Data supplied
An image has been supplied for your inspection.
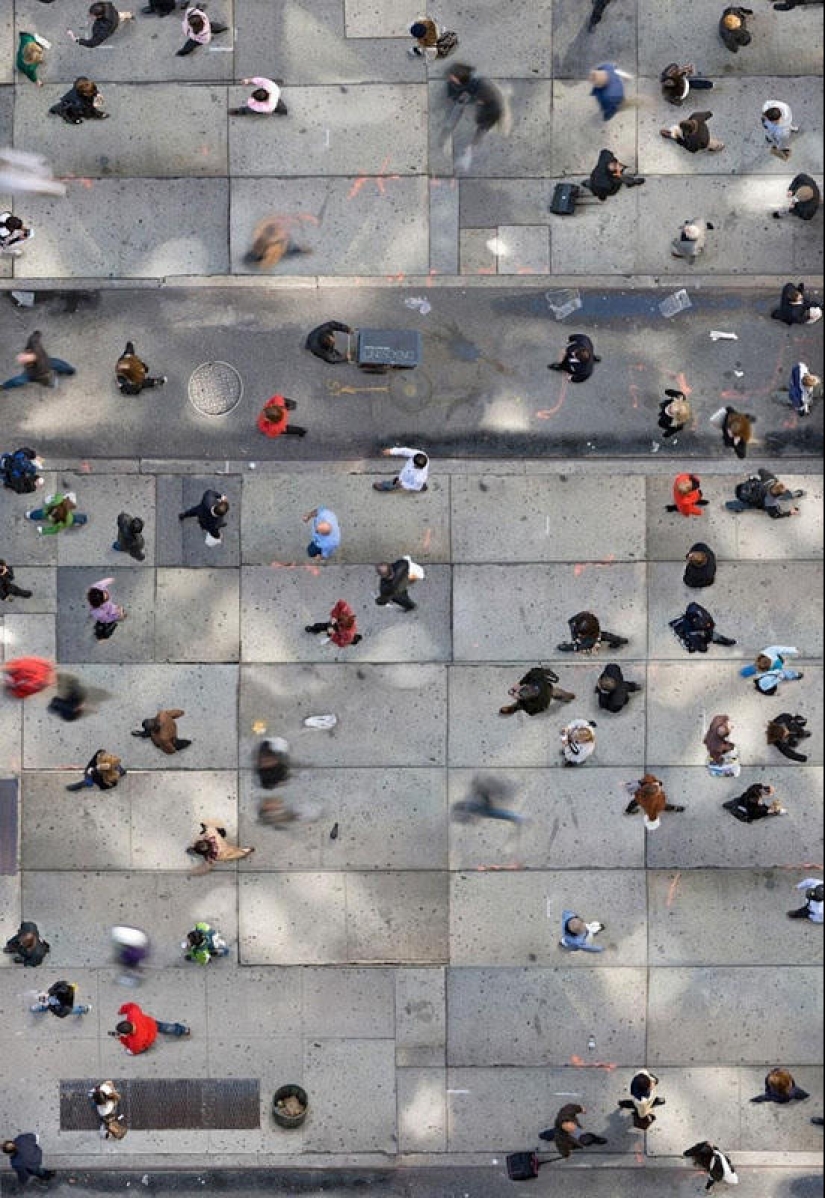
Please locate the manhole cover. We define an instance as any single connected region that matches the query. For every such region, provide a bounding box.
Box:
[189,362,243,416]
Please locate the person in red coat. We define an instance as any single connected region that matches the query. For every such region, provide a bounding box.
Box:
[305,599,362,649]
[109,1003,189,1057]
[257,395,307,437]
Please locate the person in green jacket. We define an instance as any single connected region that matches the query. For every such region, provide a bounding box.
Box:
[26,491,89,537]
[17,34,51,87]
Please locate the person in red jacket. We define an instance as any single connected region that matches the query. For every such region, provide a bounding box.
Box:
[109,1003,189,1057]
[305,599,362,649]
[665,474,708,516]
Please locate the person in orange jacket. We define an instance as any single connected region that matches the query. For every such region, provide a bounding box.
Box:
[665,474,708,516]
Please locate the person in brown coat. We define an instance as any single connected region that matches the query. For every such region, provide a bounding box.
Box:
[132,707,192,755]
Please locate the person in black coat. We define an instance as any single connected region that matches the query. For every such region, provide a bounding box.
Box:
[547,333,601,382]
[681,540,716,587]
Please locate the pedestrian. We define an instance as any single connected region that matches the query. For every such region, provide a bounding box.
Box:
[659,62,714,108]
[187,819,255,877]
[16,32,51,87]
[305,320,354,365]
[671,217,714,266]
[115,341,169,395]
[765,712,811,763]
[111,512,146,562]
[66,749,126,791]
[625,774,685,831]
[2,328,77,391]
[681,1139,739,1191]
[762,99,799,162]
[718,5,753,54]
[256,395,307,437]
[560,719,596,766]
[722,782,788,823]
[498,666,576,715]
[229,75,289,116]
[659,387,693,444]
[24,491,89,537]
[0,446,43,495]
[788,878,825,924]
[372,446,430,492]
[177,490,229,547]
[0,212,35,258]
[177,5,229,59]
[581,150,644,202]
[739,645,805,695]
[2,919,51,969]
[559,910,605,952]
[109,1003,192,1057]
[30,981,91,1019]
[617,1069,665,1131]
[665,474,710,516]
[375,555,424,611]
[132,707,192,756]
[751,1065,811,1105]
[771,276,823,325]
[86,579,127,641]
[0,557,34,603]
[304,599,363,649]
[589,62,625,121]
[2,1131,54,1190]
[774,175,821,220]
[596,661,642,715]
[681,540,716,589]
[181,921,229,966]
[547,333,601,382]
[556,611,627,653]
[659,111,724,153]
[302,504,341,562]
[49,75,110,125]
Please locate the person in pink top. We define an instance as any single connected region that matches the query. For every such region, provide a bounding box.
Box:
[229,75,289,116]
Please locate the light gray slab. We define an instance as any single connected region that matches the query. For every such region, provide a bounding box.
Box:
[646,649,823,761]
[450,472,644,560]
[22,666,237,770]
[241,565,451,662]
[450,870,648,969]
[449,666,641,766]
[241,664,447,767]
[648,963,821,1070]
[447,954,646,1063]
[241,472,450,565]
[304,1040,396,1152]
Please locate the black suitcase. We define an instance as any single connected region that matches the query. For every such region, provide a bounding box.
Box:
[550,183,582,217]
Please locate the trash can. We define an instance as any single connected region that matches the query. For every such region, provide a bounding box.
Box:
[272,1085,309,1127]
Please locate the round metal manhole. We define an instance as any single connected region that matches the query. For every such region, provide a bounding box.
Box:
[189,362,243,416]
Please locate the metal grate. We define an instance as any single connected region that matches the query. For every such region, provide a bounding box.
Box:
[60,1077,261,1131]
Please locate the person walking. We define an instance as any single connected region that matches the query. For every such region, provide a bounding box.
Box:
[659,111,724,153]
[229,75,289,116]
[177,490,229,547]
[2,1131,55,1190]
[681,540,716,589]
[547,333,601,382]
[187,821,255,877]
[1,328,77,391]
[30,981,91,1019]
[66,749,126,791]
[302,504,341,562]
[132,707,192,756]
[2,919,51,969]
[498,666,576,715]
[372,446,430,494]
[304,599,363,649]
[109,1003,192,1057]
[596,661,642,715]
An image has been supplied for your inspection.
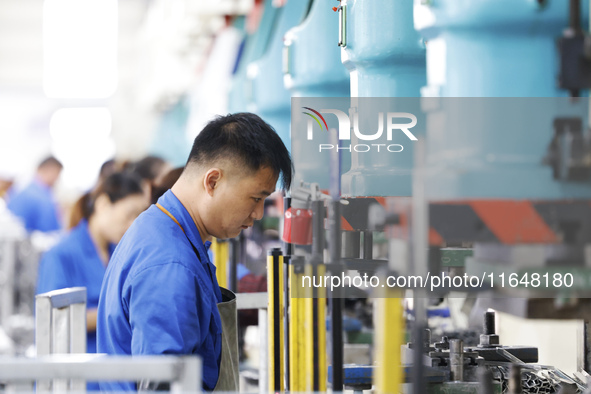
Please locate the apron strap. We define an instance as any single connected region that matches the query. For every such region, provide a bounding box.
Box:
[156,202,185,233]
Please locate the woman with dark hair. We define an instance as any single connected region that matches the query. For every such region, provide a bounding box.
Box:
[37,173,149,353]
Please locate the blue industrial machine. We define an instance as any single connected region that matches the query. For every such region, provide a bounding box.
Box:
[283,0,350,190]
[415,0,591,200]
[246,0,310,149]
[339,0,426,197]
[414,0,591,318]
[228,0,281,112]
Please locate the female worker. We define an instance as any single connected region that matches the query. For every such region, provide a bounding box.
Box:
[37,173,149,353]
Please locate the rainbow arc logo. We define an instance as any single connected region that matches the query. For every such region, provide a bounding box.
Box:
[302,107,328,131]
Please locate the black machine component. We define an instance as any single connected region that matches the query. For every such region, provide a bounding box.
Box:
[544,117,591,182]
[558,0,591,97]
[466,312,538,363]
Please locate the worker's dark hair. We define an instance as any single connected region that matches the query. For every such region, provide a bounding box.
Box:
[37,156,64,170]
[128,156,166,182]
[152,167,184,204]
[99,159,117,181]
[69,172,144,228]
[187,112,293,190]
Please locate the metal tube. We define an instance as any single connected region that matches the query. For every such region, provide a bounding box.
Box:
[449,339,464,382]
[312,201,325,264]
[283,197,293,256]
[478,366,495,394]
[328,200,344,392]
[342,231,361,259]
[267,248,285,392]
[259,309,269,394]
[507,364,523,394]
[363,231,373,260]
[569,0,583,35]
[228,233,246,293]
[0,239,16,326]
[482,312,496,335]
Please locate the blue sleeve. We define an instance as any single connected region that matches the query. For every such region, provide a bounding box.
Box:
[8,194,36,231]
[37,248,72,294]
[123,263,211,354]
[35,201,61,232]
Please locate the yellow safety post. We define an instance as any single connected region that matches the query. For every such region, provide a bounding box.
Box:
[312,264,328,392]
[303,264,316,392]
[210,238,230,289]
[374,288,404,394]
[300,264,328,392]
[267,248,285,393]
[289,258,306,392]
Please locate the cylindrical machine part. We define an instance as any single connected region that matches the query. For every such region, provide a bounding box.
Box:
[449,339,464,382]
[363,231,373,260]
[478,367,495,394]
[423,328,431,349]
[482,312,496,335]
[312,201,325,264]
[343,231,361,259]
[267,248,285,392]
[341,0,426,196]
[328,200,344,391]
[507,364,522,394]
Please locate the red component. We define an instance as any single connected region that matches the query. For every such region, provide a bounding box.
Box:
[283,207,312,245]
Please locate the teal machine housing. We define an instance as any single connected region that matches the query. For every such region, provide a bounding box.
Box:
[283,0,350,190]
[228,0,281,112]
[414,0,591,200]
[340,0,426,197]
[246,0,310,149]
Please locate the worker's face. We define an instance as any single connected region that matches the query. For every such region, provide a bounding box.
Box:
[202,167,277,239]
[38,165,62,187]
[95,194,149,244]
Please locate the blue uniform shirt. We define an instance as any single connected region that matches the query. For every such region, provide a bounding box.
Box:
[8,180,61,232]
[37,220,111,353]
[97,190,222,391]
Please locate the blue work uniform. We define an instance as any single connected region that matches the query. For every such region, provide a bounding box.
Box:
[37,219,114,353]
[97,190,222,391]
[8,179,61,232]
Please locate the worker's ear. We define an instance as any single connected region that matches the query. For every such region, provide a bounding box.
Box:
[203,168,222,196]
[94,193,111,213]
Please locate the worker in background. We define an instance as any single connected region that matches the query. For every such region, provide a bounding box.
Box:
[151,167,184,204]
[8,156,63,232]
[97,113,292,391]
[66,159,118,230]
[0,170,14,211]
[37,173,149,366]
[124,156,172,195]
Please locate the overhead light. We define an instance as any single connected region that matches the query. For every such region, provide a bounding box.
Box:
[43,0,118,98]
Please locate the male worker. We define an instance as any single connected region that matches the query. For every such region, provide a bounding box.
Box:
[97,113,292,391]
[8,156,63,232]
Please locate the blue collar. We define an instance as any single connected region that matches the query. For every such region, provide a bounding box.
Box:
[158,190,211,264]
[72,219,117,257]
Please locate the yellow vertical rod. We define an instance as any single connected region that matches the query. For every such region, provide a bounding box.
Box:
[374,289,404,394]
[267,248,285,393]
[289,260,305,392]
[210,238,230,289]
[315,264,328,392]
[303,264,314,392]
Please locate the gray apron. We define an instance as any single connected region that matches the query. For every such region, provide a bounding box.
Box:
[154,203,239,391]
[213,287,239,391]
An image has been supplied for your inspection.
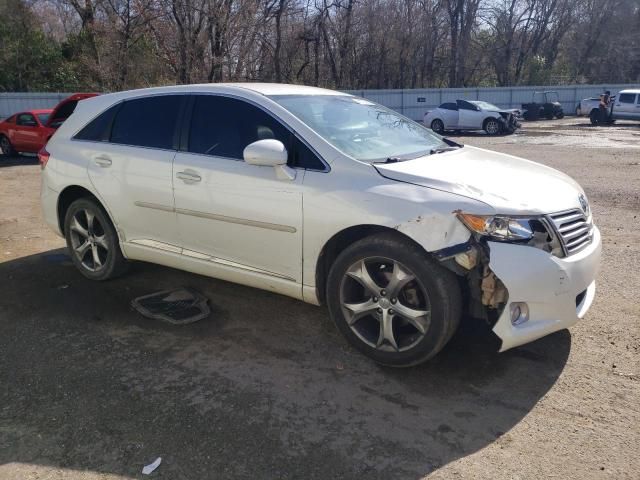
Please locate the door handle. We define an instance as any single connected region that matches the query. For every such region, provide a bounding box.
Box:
[176,171,202,183]
[93,155,112,168]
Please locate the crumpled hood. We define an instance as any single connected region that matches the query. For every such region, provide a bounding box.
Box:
[375,146,584,215]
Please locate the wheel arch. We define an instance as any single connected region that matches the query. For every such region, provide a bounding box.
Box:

Exercise
Output the material above verbatim, starting at the line containing "Please locate the light" and ending at the line containing "[304,1040,396,1152]", both ends included.

Task output
Please locate the light gray slab. We define an instance as any single connected region that matches the query. For every such region, provide a bounding box.
Box:
[646,649,823,761]
[450,472,644,560]
[22,666,237,770]
[241,565,451,662]
[450,870,648,969]
[449,666,641,766]
[241,664,447,767]
[648,963,821,1070]
[447,954,646,1063]
[241,472,450,565]
[304,1040,396,1152]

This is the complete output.